→ PROBLEM:
Shift every coordinate value in the answers up by 133 for the stretch of the listing from the line containing "Report one dot per instance of the green glass" through the end of the listing. Write that whole stretch out again, leaving every other line unchanged.

→ SUPPLIED ENTRIES:
▼

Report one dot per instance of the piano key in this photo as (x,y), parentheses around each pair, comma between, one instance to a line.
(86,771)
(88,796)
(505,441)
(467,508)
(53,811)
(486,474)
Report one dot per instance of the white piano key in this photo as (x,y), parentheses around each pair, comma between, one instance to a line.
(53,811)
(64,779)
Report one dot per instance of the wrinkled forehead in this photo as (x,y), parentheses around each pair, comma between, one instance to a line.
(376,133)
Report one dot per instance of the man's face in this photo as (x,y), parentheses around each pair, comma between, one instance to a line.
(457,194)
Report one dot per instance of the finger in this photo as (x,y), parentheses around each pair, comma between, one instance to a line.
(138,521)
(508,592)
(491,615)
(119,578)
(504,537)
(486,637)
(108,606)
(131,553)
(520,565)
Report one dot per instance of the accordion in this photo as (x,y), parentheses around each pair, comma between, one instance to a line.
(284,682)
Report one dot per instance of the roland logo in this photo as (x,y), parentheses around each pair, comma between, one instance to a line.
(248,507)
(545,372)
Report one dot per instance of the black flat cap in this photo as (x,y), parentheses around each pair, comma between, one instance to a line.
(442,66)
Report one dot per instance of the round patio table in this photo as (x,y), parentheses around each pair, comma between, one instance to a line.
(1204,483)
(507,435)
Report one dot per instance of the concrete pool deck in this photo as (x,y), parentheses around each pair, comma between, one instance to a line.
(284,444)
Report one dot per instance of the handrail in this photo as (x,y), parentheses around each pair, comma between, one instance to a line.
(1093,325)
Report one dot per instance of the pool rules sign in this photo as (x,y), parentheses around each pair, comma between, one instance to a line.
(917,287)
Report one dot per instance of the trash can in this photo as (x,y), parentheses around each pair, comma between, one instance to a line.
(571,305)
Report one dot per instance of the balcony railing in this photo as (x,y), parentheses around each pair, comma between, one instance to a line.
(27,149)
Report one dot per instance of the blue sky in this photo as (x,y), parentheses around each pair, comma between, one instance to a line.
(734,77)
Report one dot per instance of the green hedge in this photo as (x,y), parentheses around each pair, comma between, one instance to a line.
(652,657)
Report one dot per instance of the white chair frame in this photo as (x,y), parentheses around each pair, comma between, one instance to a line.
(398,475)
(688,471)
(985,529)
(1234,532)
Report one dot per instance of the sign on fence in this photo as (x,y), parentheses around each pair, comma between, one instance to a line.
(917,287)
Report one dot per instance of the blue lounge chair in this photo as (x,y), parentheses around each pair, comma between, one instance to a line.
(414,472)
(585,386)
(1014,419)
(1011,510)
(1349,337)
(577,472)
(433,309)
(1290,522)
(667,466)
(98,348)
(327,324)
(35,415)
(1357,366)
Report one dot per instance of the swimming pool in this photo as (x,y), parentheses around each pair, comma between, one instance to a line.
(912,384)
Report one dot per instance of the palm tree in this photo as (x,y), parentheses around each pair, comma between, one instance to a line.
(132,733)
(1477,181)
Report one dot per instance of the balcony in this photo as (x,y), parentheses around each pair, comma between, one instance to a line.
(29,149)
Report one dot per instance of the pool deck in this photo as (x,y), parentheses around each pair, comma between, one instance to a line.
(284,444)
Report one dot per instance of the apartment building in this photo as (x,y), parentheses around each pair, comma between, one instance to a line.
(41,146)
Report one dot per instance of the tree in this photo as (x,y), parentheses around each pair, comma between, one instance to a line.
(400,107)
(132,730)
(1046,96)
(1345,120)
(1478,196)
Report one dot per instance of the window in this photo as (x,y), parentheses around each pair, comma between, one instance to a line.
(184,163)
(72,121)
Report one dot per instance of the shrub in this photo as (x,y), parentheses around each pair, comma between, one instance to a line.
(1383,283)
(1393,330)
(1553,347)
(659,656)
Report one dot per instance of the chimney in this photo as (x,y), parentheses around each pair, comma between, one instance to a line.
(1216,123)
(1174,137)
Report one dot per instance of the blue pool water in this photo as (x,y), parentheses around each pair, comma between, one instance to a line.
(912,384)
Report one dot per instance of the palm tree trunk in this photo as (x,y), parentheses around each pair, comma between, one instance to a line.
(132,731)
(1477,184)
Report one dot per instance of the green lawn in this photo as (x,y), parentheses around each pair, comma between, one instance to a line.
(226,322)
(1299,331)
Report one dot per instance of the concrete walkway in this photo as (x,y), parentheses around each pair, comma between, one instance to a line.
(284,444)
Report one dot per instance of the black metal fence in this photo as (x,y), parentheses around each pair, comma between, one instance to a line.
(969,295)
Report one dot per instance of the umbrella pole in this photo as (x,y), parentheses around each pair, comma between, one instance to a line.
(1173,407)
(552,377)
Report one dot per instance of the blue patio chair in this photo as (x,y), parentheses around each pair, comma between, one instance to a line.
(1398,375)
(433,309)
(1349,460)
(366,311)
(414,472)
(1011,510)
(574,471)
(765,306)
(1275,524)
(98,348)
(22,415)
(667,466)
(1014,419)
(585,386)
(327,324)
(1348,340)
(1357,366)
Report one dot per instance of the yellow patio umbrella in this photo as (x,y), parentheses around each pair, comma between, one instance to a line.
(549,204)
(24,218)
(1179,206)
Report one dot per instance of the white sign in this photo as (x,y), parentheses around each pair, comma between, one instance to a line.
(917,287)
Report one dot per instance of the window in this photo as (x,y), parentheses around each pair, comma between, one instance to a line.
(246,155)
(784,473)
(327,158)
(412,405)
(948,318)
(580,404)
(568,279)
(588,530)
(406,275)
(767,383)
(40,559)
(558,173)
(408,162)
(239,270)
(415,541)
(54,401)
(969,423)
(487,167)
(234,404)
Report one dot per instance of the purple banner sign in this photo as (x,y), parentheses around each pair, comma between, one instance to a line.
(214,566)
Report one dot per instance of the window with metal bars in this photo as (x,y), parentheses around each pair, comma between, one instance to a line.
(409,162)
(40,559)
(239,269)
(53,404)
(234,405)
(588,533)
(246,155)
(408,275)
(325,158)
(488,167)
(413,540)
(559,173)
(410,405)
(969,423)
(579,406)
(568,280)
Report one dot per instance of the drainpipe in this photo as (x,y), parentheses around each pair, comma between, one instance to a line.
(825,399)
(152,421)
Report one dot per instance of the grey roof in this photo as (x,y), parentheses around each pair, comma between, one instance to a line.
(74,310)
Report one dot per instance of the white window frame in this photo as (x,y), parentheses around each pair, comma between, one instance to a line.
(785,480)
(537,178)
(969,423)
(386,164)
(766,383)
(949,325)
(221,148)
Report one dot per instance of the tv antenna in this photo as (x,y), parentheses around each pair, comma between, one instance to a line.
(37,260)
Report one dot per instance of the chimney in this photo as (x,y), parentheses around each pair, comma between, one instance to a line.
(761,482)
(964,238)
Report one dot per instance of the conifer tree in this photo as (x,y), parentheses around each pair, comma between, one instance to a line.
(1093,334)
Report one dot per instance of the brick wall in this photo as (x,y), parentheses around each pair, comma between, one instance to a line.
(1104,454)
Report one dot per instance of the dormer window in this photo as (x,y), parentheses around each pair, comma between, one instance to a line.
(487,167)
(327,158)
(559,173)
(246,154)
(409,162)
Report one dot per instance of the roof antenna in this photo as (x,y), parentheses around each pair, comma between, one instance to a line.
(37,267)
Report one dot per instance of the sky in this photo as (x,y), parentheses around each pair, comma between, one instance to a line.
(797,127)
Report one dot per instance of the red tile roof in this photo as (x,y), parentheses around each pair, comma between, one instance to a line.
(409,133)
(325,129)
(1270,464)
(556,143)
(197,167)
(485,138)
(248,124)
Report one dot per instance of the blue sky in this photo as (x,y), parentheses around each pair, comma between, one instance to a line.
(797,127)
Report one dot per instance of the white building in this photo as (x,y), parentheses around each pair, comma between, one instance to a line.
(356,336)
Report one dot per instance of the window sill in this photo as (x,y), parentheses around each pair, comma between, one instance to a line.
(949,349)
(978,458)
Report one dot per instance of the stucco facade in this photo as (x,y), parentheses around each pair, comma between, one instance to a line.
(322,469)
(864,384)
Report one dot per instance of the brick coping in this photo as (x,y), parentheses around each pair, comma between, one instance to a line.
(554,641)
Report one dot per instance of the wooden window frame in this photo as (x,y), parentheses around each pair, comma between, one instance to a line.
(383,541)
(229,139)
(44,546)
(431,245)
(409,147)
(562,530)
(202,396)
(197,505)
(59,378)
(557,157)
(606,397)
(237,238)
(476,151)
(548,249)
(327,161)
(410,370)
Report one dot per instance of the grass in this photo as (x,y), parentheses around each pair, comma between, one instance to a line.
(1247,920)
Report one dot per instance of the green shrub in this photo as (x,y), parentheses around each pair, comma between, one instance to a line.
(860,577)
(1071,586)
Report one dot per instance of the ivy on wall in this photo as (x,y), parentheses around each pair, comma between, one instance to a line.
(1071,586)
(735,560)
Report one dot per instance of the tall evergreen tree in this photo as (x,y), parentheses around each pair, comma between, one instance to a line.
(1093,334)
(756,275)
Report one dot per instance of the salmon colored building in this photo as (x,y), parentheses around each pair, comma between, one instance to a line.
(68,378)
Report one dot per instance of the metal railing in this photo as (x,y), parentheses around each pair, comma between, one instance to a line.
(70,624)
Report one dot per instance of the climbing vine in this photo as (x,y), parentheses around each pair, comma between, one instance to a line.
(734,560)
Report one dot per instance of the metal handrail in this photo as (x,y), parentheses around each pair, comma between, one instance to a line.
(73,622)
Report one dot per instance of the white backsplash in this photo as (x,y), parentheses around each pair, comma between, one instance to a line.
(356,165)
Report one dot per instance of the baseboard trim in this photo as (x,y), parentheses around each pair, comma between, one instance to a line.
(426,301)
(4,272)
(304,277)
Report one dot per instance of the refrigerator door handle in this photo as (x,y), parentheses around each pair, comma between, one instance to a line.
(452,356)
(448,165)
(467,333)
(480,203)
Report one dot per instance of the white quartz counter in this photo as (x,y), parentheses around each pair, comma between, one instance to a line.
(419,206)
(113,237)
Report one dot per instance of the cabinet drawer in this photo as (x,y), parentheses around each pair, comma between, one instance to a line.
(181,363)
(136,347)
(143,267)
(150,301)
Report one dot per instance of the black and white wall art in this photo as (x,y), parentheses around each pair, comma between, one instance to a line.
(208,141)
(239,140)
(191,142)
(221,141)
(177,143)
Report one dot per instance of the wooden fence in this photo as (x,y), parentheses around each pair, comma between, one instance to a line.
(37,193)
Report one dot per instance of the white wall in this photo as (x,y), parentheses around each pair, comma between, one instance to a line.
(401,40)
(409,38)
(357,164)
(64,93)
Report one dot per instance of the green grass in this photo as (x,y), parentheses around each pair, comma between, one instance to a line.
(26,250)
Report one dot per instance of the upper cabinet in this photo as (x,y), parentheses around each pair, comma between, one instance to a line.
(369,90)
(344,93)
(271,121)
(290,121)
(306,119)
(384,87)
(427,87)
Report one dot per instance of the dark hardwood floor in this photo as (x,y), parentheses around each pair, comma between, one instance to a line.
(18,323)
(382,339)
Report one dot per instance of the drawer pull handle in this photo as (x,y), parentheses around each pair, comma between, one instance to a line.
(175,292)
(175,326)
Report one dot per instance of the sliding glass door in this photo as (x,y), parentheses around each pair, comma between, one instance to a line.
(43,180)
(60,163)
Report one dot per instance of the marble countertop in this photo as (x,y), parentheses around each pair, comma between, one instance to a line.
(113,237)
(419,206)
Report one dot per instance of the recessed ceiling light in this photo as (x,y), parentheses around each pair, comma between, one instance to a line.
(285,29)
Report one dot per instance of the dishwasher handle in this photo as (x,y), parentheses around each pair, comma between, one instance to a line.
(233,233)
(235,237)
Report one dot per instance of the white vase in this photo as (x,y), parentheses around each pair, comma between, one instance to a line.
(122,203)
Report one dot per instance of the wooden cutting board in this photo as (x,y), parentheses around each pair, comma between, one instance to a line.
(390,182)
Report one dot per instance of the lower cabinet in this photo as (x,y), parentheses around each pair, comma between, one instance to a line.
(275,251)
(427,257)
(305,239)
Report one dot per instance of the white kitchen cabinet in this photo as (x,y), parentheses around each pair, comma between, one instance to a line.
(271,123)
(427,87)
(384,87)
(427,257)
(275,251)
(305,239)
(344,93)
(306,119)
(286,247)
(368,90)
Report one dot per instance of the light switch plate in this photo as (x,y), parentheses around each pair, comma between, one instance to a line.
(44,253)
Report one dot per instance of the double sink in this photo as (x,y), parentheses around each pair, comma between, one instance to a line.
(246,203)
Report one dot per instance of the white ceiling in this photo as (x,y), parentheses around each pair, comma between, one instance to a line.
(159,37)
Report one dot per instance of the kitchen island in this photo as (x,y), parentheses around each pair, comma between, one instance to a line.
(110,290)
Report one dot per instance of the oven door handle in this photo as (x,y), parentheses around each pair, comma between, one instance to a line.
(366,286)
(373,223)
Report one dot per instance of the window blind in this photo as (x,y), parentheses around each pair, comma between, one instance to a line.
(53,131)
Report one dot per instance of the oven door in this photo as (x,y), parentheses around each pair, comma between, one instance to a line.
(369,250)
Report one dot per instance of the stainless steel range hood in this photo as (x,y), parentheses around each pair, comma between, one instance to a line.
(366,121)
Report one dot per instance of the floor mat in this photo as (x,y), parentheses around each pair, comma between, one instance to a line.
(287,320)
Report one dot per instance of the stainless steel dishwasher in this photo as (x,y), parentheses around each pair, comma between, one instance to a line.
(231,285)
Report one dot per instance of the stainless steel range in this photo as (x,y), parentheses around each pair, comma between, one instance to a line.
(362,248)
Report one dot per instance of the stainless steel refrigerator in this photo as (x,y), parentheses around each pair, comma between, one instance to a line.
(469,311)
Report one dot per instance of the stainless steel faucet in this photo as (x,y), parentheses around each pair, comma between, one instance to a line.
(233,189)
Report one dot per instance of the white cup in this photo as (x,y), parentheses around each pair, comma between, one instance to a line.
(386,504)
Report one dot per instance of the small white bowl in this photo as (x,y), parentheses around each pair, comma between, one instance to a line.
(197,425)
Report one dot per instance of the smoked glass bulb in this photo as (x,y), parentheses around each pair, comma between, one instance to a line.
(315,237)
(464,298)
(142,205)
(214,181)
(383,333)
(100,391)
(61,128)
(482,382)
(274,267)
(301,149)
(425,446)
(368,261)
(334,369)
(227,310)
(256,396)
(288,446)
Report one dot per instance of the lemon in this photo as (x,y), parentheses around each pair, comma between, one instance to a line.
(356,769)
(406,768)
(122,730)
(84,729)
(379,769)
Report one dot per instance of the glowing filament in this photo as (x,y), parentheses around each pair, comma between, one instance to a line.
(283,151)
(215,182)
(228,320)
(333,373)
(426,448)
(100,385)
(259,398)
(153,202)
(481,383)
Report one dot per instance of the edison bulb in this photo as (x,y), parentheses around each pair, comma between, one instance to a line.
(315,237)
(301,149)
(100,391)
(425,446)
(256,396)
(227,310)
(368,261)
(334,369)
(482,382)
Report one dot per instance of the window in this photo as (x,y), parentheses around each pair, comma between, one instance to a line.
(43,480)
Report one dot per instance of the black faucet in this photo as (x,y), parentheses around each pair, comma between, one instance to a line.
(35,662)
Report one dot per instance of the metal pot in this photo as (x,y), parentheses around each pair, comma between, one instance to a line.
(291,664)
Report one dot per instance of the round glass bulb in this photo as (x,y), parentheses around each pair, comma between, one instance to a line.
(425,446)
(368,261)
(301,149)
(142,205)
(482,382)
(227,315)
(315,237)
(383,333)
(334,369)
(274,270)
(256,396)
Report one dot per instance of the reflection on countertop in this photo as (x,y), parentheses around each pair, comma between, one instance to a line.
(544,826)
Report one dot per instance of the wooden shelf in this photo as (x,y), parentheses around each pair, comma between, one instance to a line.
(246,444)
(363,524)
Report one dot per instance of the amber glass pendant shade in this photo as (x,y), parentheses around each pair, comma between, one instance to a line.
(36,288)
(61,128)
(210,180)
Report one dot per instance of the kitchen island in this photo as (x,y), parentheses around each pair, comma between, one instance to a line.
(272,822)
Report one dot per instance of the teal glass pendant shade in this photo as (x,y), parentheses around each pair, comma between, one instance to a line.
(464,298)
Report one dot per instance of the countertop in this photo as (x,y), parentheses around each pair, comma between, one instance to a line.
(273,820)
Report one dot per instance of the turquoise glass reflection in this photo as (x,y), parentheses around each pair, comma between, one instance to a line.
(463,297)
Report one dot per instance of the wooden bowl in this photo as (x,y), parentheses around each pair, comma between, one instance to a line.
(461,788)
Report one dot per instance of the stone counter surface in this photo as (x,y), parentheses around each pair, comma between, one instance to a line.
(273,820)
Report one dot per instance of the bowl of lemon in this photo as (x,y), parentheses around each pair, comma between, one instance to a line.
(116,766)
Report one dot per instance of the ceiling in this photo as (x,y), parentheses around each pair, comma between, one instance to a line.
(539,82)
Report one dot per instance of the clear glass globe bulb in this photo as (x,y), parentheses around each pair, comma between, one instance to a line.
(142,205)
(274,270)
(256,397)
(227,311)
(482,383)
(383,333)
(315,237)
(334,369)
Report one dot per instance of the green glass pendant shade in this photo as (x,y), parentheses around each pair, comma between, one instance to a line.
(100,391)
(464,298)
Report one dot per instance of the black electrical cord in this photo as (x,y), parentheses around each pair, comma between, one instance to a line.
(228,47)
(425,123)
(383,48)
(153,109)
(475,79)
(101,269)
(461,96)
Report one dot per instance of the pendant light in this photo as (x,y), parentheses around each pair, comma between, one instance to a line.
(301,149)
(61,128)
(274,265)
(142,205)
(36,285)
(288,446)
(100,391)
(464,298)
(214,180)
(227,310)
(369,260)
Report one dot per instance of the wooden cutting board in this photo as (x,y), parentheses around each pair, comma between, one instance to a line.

▲

→ REPLY TO THE EXERCISE:
Report one dot per instance of the green glass pendant shade in this photo as (x,y), parentheses around each pair, comma between, one instance to a line.
(233,524)
(597,431)
Report one dot per instance of the black electrical cord in this photo as (x,y), parentheses around each pair, comma between, one instance to a line.
(361,180)
(558,256)
(516,181)
(286,242)
(608,212)
(234,402)
(594,229)
Report one dot per instance of the pendant light in this photo as (x,y), parentheses around each pair, comma between, one instance to a line.
(434,282)
(194,261)
(407,398)
(275,338)
(169,418)
(421,579)
(233,524)
(597,431)
(347,313)
(360,443)
(502,393)
Report one dot per instance of the wooden cutting board in this photo as (x,y), parentheses around each pair, comma between, one instance to a line.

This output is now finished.